--- Study material Enclosed Below ---

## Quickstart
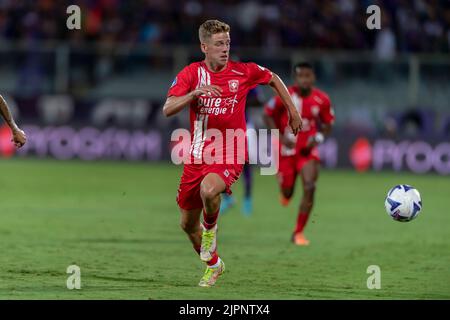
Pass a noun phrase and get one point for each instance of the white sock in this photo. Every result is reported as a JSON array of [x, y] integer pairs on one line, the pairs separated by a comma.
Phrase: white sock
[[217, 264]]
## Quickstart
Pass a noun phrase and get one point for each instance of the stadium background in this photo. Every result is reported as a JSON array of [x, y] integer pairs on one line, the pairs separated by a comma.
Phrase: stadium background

--- End of Enclosed Study material ---
--- Study material Enclosed Below ---

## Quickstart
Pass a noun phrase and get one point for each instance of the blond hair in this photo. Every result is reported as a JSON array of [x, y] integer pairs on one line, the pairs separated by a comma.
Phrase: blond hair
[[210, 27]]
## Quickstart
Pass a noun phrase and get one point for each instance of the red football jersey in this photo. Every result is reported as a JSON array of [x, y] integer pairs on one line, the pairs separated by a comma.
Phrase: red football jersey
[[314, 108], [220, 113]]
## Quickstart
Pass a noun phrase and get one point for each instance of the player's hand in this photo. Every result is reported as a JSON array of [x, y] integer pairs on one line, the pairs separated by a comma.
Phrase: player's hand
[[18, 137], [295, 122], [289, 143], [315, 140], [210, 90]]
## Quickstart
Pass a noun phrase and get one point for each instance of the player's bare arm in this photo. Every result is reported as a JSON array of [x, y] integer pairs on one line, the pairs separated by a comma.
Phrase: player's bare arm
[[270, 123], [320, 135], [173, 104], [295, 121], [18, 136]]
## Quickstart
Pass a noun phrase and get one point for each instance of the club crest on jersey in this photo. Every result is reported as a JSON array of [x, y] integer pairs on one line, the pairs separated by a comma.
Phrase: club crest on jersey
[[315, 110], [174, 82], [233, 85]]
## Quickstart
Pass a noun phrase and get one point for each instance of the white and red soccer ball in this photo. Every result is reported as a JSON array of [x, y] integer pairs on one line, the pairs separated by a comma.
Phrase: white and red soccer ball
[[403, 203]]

--- End of Enclosed Study material ---
--- Study material Enclosed Below ---

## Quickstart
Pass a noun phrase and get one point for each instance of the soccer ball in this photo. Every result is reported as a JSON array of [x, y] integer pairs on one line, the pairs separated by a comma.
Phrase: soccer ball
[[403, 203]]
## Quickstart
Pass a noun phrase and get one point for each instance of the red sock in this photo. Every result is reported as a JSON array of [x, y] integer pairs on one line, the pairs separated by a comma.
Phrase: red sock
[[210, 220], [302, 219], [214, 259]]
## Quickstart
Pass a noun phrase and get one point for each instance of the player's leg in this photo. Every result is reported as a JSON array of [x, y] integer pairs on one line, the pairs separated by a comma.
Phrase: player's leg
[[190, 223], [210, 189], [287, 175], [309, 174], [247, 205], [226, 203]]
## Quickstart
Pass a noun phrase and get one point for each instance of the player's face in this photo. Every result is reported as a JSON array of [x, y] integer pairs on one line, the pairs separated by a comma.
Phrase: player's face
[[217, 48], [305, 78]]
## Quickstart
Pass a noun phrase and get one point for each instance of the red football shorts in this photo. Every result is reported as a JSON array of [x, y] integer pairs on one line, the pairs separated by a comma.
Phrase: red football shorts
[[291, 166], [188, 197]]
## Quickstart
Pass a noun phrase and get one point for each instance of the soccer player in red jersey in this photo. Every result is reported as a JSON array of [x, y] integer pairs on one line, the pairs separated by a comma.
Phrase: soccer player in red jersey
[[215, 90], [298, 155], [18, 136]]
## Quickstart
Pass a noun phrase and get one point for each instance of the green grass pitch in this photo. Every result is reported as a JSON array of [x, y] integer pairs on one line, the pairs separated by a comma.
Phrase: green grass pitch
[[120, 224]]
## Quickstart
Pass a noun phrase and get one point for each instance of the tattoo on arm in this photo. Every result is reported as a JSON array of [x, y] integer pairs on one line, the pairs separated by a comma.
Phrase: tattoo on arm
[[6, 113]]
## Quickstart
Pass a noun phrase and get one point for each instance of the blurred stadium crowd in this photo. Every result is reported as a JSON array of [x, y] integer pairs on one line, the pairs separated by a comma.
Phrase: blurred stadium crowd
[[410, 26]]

--- End of Enclosed Study material ---

> [Exercise prompt]: List every line above containing the word "background".

> [Solution below]:
Pass a noun phrase and get one point for each instance of the stadium background in this photo. Every result is reported as a JSON array of [x, y] integer pairs on one line, the pairs separated by a comma.
Phrase: stadium background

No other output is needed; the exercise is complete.